╭─ Passage provided

We need the dplyr library because it’s convenient to slice and dice and aggregate dataframes, and the ggplot2 library for the plot.
library(dplyr)
##
## Attaching package: 'dplyr'
##
## The following object is masked from 'package:stats':
##
## filter
##
## The following objects are masked from 'package:base':
##
## intersect, setdiff, setequal, union
library(ggplot2)
First let’s generate a synthetic dataset - random times between midnight and 5am, 100,000 samples of things being on and off from it.
a=seq(as.POSIXct("2001-01-01 0:00:00"), as.POSIXct("2001-01-01 5:00:00"),by="min")
sample_a=sample(a,100000,replace=TRUE)
things=c("cat","dog","bear")
sample_things=sample(things,100000,replace=TRUE)
ooff=c(0,1)
sample_oof=sample(ooff,100000,replace=TRUE)
df=data.frame(time=sample_a,thing=sample_things,on=sample_oof)

╰─
╭─ Records

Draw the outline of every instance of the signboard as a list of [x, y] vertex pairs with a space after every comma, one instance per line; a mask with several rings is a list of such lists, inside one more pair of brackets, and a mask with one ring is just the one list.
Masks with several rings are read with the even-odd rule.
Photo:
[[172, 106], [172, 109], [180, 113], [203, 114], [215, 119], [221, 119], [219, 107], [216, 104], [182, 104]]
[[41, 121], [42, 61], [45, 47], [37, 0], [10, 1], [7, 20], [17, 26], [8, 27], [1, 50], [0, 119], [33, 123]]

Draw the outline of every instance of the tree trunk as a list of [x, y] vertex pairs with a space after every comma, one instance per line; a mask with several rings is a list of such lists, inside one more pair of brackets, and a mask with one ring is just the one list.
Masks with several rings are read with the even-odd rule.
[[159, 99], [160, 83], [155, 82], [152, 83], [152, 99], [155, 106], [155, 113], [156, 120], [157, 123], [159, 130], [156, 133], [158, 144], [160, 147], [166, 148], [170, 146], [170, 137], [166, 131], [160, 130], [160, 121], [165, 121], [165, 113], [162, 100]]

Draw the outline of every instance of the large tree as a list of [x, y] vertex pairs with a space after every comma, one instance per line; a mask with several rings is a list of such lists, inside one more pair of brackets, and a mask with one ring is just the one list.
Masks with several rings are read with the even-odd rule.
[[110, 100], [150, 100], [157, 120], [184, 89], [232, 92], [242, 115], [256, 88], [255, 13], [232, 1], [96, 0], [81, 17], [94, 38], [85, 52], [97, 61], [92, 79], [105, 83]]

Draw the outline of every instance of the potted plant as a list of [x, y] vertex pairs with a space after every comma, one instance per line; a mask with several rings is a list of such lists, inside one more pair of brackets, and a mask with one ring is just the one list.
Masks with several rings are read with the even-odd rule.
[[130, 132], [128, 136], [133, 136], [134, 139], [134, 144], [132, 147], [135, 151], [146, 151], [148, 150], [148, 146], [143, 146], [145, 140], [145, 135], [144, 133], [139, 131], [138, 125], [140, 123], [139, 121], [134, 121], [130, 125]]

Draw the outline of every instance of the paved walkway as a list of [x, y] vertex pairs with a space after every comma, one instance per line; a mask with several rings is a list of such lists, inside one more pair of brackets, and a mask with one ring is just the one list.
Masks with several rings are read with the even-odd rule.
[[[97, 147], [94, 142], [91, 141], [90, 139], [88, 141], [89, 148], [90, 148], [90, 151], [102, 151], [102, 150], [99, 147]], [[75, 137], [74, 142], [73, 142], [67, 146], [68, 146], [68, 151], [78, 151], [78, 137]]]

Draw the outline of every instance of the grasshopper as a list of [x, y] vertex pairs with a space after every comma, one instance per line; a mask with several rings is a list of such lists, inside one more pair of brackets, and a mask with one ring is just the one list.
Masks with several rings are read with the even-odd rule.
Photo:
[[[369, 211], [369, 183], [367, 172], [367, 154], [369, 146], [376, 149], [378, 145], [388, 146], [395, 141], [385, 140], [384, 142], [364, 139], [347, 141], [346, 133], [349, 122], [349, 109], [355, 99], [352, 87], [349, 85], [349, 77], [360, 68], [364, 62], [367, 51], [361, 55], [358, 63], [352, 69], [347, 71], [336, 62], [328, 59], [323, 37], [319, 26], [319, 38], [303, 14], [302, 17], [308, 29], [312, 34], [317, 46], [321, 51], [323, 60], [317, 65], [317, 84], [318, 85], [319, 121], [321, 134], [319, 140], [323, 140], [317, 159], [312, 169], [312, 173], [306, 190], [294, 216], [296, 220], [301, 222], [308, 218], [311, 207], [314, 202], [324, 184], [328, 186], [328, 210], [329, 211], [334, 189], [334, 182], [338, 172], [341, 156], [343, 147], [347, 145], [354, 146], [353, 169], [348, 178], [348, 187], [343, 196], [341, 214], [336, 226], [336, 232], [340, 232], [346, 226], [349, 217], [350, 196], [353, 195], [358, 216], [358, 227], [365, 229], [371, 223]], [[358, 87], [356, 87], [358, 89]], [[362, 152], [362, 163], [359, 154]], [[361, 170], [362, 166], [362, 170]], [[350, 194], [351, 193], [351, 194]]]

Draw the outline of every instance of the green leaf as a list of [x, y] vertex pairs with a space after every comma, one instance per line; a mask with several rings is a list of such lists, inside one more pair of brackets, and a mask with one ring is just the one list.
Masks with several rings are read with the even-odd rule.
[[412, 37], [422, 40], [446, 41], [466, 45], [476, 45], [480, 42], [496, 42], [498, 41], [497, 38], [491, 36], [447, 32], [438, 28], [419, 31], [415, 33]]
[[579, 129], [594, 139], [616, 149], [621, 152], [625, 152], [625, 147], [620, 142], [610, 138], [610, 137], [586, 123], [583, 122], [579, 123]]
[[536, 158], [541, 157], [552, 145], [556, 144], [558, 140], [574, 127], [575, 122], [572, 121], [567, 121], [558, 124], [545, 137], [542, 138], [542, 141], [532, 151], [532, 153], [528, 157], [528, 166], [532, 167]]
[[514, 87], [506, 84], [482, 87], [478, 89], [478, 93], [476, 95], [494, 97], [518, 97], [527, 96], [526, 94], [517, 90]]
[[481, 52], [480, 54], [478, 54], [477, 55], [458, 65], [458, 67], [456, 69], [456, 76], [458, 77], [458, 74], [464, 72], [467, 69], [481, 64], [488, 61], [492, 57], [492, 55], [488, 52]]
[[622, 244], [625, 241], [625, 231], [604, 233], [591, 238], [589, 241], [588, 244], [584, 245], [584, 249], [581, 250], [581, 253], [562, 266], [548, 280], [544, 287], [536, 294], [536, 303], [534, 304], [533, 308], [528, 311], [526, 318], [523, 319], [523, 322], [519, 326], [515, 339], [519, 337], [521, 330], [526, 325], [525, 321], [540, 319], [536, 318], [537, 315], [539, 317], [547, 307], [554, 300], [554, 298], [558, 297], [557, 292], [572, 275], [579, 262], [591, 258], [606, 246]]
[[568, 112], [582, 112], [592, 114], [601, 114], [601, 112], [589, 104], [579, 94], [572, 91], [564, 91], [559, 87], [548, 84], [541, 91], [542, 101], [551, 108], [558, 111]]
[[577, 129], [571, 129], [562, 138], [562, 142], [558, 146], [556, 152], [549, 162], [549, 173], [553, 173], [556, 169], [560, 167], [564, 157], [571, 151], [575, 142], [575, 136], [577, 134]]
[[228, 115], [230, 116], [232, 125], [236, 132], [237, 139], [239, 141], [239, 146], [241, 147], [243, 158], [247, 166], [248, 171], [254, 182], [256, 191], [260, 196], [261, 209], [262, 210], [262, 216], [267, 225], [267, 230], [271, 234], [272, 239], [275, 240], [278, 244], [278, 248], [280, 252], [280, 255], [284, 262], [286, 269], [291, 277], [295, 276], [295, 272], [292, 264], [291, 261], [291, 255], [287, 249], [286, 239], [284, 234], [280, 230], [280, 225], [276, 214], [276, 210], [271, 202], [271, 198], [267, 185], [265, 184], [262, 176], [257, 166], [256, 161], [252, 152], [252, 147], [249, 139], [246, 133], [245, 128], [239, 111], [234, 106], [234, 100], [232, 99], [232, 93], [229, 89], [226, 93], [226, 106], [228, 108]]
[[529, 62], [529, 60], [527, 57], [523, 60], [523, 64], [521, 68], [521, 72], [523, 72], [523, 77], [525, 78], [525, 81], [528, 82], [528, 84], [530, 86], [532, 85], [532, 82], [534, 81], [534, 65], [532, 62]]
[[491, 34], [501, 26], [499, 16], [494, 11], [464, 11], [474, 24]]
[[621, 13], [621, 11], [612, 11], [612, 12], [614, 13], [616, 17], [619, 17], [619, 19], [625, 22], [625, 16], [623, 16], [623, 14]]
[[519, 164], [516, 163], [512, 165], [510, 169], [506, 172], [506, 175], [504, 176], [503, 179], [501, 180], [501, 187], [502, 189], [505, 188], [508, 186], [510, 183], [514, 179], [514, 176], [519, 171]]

╰─

Parts of the exercise:
1. Please list every object that the package-attachment output in the R walkthrough reports as masked.
2. Pick up the R walkthrough on synthetic time data right after its final line of code and carry it forward.

Answers per task:
1. filter, intersect, setdiff, setequal, union

2.
Now we use the dplyr function group_by to state that the time field and the thing field are what we want to group by, and the summarize function to then apply a function (sum) to those groups.
df=group_by(df,time,thing)
sum_df=summarize(df,count_on=sum(on))
And the ggplot function gives us a quick way to put a plot together, it handles continuous time fields fine.
p=ggplot(sum_df,aes(x=time,y=count_on,fill=thing)) + geom_bar(stat="identity") + labs(x="Time",y="Number on",fill="Thing")
print(p)